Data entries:
========================================================================
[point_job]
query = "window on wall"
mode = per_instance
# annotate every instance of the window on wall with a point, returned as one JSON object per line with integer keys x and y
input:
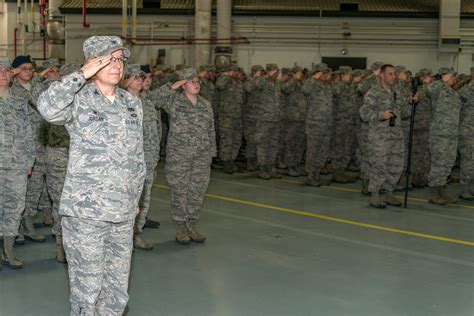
{"x": 354, "y": 62}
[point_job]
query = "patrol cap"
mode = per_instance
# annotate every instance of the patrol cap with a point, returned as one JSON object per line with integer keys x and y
{"x": 96, "y": 46}
{"x": 425, "y": 72}
{"x": 285, "y": 71}
{"x": 401, "y": 68}
{"x": 48, "y": 63}
{"x": 321, "y": 67}
{"x": 134, "y": 70}
{"x": 345, "y": 70}
{"x": 187, "y": 73}
{"x": 296, "y": 69}
{"x": 376, "y": 65}
{"x": 5, "y": 62}
{"x": 271, "y": 67}
{"x": 20, "y": 60}
{"x": 68, "y": 69}
{"x": 146, "y": 69}
{"x": 179, "y": 67}
{"x": 446, "y": 70}
{"x": 256, "y": 68}
{"x": 205, "y": 68}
========================================================================
#### [EXERCISE]
Please count the lines in the records that contain "wall" and reply with the count alone.

#### [SOLUTION TO THE PROBLEM]
2